= List of Hanebado! episodes =

Anime key visual featuring Nagisa Aragaki, Ayano Hanesaki, and other badminton players

Hanebado! is an anime series adapted from the manga of the same title by Kōsuke Hamada. It aired from July 2 (Note: Tokyo MX listed the show at 24:00 on July 1, which is at midnight on July 2, 2018.) to October 1, 2018, on Tokyo MX and other channels. It ran for 13 episodes in 6 DVD/Blu-ray releases. The series was directed by Shinpei Ezaki and written by Taku Kishimoto, with animation by Liden Films. Satoshi Kimura provided the character designs, and Tatsuya Kato composed the music. The opening theme is "Futari no Hane" (ふたりの羽根) by Yurika, and the ending theme is "High Stepper" (ハイステッパー, Hai Suteppā) by Yuiko Ōhara. Due to the 2018 Hokkaido earthquake, the last three episodes were delayed by a week.

The series was simulcast worldwide outside Asia by Crunchyroll with English subtitles, and in North America, the British Isles and Australasia with an English dub by Funimation.

==Episode list==

| No. | Title | Original air date |
| 1 | "Incredible Talent!" Transliteration: "Suggoi Sainō!" (Japanese: スッゴい才能！) | July 2, 2018 |
Nagisa Aragaki faces Ayano Hanesaki at the Junior Nationals badminton tournament and loses in a blowout. She has been depressed since that loss and as captain of the badminton club, takes out her frustration on the new potential club members. At the start of a new school year, Noriko Miyura overhears Ayano and Elena Fujisawa wanting to join a school club, and advises them against the badminton club and promotes the tennis club instead. Later, Riko Izumi sees Ayano while walking home, but in disbelief decides she has mistaken someone else for her. The next day, Kentarō Tachibana scouts for badminton members while watching a practice match at the tennis club. A powerful serve goes out of bounds and heads straight for Elena, which Ayano deflects with ease. Kentarō notices this and boldly approaches Ayano while Elena accuses him of being a pervert and protects her. Nagisa also sees Ayano, much to her disbelief. Later, Tarōmaru Miyako, the badminton club's advisor, introduces Kentarō as the new coach for the badminton club. Elena drags Ayano to the badminton club in an attempt to get her to join.

--- Written exercise A ---
From the summary of episode 1 in the Hanebado! episode list, name every character mentioned.
--- Written exercise B ---
Write the next part of the Hanebado! episode list, starting right after its last sentence.

Extracted records:

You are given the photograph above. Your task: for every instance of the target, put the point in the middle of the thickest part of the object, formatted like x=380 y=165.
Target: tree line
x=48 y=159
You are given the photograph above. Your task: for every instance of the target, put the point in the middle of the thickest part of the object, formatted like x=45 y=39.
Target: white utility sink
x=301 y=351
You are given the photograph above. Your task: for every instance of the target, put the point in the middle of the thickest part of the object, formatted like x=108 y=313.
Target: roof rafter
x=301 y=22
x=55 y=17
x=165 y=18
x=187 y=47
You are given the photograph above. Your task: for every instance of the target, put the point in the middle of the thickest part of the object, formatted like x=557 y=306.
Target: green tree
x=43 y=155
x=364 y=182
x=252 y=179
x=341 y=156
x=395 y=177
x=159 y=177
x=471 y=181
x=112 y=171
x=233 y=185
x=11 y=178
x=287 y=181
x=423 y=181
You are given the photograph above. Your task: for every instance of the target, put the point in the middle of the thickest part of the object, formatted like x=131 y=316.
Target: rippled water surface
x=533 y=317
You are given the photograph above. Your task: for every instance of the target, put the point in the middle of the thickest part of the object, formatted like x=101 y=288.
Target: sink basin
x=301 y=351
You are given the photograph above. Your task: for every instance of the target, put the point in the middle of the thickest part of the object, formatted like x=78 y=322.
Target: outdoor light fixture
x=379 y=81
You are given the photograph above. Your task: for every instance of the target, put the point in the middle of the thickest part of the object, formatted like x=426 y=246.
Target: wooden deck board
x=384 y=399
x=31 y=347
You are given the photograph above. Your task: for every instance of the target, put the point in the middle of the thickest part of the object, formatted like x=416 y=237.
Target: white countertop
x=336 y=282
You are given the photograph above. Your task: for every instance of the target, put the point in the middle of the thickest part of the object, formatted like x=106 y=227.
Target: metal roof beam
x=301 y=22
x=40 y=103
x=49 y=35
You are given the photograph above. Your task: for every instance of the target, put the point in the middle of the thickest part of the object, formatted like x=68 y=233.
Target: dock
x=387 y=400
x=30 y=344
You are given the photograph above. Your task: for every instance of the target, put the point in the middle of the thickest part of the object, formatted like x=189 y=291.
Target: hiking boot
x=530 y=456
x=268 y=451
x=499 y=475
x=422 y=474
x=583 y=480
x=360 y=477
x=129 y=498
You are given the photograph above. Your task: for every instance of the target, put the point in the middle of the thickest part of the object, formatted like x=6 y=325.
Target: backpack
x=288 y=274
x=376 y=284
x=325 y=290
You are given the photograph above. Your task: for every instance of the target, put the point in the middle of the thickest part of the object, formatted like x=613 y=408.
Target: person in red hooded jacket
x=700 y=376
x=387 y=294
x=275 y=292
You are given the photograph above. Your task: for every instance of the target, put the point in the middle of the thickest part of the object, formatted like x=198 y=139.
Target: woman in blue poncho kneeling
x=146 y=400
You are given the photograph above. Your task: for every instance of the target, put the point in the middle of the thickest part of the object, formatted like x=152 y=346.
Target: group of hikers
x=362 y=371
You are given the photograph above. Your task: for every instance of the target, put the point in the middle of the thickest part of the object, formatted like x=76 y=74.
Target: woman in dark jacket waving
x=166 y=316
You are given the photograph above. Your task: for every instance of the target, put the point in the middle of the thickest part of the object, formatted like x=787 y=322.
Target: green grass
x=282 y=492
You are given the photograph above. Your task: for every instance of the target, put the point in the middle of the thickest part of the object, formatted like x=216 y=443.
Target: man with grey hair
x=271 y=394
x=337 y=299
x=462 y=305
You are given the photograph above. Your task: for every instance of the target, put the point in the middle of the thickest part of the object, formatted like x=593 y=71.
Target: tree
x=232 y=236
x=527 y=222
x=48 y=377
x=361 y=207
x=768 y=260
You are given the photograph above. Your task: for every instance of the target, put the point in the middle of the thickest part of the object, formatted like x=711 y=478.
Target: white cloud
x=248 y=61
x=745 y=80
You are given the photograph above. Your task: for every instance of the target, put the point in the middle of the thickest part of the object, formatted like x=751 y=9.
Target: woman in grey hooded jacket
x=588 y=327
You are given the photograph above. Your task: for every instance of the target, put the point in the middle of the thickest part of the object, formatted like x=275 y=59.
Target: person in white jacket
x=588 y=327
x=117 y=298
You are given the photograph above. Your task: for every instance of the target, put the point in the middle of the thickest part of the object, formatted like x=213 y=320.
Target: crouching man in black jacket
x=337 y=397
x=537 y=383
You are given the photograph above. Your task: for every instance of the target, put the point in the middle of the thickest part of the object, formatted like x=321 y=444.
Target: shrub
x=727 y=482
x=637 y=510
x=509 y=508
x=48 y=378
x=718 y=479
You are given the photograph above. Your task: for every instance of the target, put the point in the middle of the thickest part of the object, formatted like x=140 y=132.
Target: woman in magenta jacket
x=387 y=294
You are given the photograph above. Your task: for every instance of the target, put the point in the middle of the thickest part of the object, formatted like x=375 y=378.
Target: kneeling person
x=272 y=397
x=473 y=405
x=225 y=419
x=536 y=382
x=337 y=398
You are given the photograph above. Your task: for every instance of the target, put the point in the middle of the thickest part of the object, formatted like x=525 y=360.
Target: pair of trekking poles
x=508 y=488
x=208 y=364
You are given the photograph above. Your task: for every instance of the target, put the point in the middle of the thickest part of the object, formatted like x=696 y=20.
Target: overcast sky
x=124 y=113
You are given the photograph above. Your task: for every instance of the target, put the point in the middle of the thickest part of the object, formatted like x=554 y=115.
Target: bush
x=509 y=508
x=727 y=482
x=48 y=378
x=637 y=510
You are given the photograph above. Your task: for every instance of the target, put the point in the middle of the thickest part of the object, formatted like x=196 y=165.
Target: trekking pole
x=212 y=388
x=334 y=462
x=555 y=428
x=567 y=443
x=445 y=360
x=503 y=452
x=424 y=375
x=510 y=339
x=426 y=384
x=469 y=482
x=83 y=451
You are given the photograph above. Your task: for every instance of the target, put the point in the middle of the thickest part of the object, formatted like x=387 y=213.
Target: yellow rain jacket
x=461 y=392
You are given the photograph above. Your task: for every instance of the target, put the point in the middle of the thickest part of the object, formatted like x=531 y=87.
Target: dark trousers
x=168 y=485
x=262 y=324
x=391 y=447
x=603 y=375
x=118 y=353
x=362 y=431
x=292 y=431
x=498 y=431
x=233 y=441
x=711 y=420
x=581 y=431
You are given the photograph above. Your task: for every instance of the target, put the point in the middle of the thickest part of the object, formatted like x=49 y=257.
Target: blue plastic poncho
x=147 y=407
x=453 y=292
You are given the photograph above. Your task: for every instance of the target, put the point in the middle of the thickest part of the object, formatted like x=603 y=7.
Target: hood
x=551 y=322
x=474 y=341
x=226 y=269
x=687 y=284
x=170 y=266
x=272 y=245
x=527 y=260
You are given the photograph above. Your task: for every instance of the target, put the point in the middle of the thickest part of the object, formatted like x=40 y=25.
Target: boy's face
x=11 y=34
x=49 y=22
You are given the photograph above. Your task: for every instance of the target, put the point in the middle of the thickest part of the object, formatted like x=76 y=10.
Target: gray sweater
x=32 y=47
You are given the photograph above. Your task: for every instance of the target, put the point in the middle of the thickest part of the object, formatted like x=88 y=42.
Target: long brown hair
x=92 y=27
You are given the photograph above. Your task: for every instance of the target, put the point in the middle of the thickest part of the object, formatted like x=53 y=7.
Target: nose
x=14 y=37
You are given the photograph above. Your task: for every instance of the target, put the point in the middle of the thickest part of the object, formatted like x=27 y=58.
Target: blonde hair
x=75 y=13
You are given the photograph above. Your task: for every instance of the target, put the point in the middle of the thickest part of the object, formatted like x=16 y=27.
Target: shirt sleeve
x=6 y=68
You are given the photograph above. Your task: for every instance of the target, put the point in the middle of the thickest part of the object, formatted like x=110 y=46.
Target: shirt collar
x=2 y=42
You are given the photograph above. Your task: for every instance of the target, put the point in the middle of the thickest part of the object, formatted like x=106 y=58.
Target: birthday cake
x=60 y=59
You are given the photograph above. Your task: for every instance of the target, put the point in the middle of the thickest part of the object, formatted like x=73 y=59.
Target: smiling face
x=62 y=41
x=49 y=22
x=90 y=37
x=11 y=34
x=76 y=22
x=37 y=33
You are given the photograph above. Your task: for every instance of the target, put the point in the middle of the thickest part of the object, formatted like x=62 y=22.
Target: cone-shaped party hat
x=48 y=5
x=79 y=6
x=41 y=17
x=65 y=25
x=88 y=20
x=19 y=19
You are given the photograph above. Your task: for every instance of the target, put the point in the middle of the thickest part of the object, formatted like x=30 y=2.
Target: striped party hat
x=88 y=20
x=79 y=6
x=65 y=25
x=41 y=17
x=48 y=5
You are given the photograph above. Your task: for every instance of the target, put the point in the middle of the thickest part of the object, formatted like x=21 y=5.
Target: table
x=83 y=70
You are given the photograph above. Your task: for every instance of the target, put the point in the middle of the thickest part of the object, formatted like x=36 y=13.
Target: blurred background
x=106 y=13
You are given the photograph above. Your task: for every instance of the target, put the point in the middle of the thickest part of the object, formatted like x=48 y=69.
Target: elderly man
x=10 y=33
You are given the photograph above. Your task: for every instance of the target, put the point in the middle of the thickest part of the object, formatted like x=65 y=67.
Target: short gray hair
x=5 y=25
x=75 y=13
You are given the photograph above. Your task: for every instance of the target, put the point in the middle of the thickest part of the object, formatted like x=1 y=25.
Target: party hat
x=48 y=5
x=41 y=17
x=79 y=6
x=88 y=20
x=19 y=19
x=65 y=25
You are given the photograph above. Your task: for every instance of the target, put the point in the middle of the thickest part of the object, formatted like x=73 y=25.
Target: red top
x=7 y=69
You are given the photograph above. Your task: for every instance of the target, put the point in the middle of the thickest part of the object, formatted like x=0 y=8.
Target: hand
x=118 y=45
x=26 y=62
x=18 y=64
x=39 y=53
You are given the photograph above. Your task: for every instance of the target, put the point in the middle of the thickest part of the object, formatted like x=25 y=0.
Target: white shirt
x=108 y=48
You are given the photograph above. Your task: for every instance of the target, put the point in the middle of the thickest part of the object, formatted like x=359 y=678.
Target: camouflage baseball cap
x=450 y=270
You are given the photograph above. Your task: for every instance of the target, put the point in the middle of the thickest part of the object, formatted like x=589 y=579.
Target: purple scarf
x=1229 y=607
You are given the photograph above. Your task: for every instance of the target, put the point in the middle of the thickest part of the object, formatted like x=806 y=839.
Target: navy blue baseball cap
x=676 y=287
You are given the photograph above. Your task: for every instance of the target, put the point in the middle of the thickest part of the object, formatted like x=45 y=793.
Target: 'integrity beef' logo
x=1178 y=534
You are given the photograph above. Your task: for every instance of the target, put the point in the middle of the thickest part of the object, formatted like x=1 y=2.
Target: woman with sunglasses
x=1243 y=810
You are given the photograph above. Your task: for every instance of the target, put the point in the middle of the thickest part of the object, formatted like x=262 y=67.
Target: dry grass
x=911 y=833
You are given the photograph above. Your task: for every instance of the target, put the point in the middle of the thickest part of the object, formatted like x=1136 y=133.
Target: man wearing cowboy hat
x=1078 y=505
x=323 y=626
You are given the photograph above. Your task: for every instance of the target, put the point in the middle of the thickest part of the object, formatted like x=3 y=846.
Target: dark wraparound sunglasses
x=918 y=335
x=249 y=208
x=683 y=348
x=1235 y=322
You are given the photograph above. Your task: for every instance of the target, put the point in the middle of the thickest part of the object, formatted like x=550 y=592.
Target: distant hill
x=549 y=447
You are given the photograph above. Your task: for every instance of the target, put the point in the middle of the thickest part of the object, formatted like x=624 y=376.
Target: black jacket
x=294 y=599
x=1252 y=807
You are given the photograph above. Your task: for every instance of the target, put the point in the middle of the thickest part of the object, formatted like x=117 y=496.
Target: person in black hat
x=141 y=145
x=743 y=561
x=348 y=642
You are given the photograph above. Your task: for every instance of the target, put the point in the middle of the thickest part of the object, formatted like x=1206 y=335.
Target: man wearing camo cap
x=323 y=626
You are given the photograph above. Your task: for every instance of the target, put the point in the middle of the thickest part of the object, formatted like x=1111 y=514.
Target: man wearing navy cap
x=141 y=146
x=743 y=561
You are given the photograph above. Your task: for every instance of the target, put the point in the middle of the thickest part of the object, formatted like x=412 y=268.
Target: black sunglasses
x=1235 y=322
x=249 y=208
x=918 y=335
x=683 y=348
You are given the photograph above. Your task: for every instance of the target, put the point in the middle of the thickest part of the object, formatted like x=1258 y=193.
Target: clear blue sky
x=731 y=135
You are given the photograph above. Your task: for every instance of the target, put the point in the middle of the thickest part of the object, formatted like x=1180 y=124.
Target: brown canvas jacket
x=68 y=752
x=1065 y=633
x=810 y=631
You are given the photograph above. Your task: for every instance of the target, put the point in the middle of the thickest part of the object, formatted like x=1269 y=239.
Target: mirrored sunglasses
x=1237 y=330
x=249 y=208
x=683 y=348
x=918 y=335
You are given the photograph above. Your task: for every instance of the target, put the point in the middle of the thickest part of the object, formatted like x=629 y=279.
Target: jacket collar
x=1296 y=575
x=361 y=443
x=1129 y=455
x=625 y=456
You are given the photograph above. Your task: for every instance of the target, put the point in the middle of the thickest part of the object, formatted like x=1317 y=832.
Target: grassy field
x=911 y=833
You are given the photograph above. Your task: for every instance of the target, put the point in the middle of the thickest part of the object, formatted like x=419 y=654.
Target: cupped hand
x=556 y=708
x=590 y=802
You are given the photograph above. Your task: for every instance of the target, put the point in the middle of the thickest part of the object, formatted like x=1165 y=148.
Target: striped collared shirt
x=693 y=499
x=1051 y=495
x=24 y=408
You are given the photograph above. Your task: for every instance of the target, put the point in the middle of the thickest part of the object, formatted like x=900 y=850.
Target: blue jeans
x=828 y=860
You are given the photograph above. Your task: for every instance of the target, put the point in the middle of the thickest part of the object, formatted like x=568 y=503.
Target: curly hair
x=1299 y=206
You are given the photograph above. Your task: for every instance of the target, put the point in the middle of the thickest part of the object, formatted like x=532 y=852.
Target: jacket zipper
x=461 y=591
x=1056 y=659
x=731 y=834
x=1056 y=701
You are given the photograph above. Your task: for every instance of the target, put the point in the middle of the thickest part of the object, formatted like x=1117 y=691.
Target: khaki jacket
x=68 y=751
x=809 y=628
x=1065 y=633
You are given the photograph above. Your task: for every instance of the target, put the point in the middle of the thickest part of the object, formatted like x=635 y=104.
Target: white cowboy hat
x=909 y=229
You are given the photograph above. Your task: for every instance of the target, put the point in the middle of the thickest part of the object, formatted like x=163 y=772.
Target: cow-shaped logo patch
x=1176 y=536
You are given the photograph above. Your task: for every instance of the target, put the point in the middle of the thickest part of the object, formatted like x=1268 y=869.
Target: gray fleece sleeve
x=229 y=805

--- Written reply A ---
Nagisa Aragaki, Ayano Hanesaki, Noriko Miyura, Elena Fujisawa, Riko Izumi, Kentarō Tachibana, Tarōmaru Miyako

--- Written reply B ---
| 2 | "Meat's the Best After a Workout!" Transliteration: "Undō no Nochi no Niku wa kakubetsussu!" (Japanese: 運動の後の肉は格別ッス！) | July 9, 2018 |
Nagisa and Ayano face off in a match as Tarōmaru watches. Kentarō advises Nagisa and Ayano to practice together, but Ayano disagrees, and Nagisa practices with Riko instead. The next day, Kentarō and Gaku Isehara have a practice match against Nagisa and Ayano in pairs, but Nagisa and Ayano are unable to work together. Kentarō switches Nagisa out with Riko and the match improves. Later at a convenience store, Yu Ebina, another badminton club member, stops to eat a corn dog. She sees Nagisa walk by and offers her to eat together. Nagisa snaps at Yu for commenting about how she had talent, because when Nagisa was younger, everyone around her said that she only won because she was tall. At the end of practice the next day, Kentarō challenges Nagisa to a mock match. During the match, he concludes that Nagisa is too focused on controlling the match, but he also knows that she genuinely loves badminton, which he uses to get her out of her slump.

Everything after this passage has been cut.